▶ **YOUR INSTRUCTIONS**: Could you write out the records exactly as they are given?

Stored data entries
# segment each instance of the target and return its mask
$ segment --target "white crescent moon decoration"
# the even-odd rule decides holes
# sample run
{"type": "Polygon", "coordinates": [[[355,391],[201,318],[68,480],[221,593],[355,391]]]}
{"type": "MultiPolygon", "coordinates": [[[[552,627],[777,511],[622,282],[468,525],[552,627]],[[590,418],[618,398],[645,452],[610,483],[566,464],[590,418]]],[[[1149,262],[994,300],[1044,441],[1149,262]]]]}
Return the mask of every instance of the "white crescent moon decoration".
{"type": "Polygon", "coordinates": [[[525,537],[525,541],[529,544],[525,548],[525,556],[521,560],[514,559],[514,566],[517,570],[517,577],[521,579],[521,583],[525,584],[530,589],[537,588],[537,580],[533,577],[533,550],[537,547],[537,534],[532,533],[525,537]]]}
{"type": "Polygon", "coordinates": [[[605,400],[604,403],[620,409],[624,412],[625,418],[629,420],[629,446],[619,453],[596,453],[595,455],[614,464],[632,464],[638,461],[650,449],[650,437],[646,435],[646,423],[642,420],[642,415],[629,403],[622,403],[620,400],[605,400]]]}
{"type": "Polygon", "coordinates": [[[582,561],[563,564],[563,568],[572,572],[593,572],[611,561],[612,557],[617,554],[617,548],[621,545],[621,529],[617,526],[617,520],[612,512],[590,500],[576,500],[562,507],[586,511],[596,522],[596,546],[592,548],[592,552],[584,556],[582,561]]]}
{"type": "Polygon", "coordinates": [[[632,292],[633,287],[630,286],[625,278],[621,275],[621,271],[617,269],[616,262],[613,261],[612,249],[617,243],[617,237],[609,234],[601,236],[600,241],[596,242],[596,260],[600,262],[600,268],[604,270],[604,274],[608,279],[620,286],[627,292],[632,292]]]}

▶ **YOUR SOLUTION**:
# segment each instance of the target and return its mask
$ segment --target "white crescent moon decoration"
# the even-odd rule decides holes
# sample run
{"type": "Polygon", "coordinates": [[[355,391],[201,318],[68,480],[221,593],[355,391]]]}
{"type": "MultiPolygon", "coordinates": [[[[552,627],[777,511],[622,282],[468,525],[552,627]],[[590,418],[618,398],[645,452],[610,483],[566,464],[590,418]]],[[[1149,262],[994,300],[1044,441],[1149,262]]]]}
Return the mask of every instance of the "white crescent moon decoration".
{"type": "Polygon", "coordinates": [[[525,537],[525,541],[529,544],[525,548],[525,556],[521,560],[514,559],[514,566],[517,570],[517,577],[521,579],[521,583],[525,584],[530,589],[537,588],[537,580],[533,577],[533,550],[537,547],[537,534],[532,533],[525,537]]]}
{"type": "Polygon", "coordinates": [[[605,400],[604,403],[620,409],[624,412],[625,418],[629,420],[629,446],[619,453],[596,453],[595,455],[614,464],[632,464],[638,461],[650,449],[650,437],[646,435],[646,423],[642,420],[642,415],[629,403],[622,403],[620,400],[605,400]]]}
{"type": "Polygon", "coordinates": [[[582,561],[563,564],[563,568],[572,572],[593,572],[611,561],[612,557],[617,554],[617,548],[621,545],[621,529],[617,526],[617,520],[612,512],[590,500],[576,500],[562,507],[586,511],[596,522],[596,546],[592,548],[592,552],[584,556],[582,561]]]}
{"type": "Polygon", "coordinates": [[[632,292],[633,287],[630,286],[625,278],[621,275],[621,271],[617,269],[616,262],[613,261],[612,249],[617,243],[617,237],[609,234],[601,236],[600,241],[596,242],[596,260],[600,262],[600,268],[604,270],[604,274],[608,279],[620,286],[627,292],[632,292]]]}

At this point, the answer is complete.